**Problem**
Convert the material below into a numbered list with one line per entry, skipping any blank lines.

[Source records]
····················
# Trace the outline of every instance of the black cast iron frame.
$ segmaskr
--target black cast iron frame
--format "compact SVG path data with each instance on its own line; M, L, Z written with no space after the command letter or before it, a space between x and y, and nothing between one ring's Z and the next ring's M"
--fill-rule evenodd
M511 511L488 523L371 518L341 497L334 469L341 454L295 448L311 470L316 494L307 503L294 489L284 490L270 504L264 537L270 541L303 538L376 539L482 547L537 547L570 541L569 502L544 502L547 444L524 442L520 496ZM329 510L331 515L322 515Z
····················
**The output**
1. # Trace the outline of every instance of the black cast iron frame.
2. $ segmaskr
3. --target black cast iron frame
4. --format "compact SVG path data with each instance on its own line; M, L, Z written with no space after the command letter or before it, a space between x and y, and nothing between one ring's Z and the next ring's M"
5. --fill-rule evenodd
6. M511 511L488 523L371 518L341 497L334 469L341 454L295 448L311 470L316 494L307 503L294 489L284 490L270 504L264 537L270 541L303 538L376 539L482 547L537 547L570 541L569 502L544 502L547 444L524 442L520 496ZM329 510L331 515L322 515Z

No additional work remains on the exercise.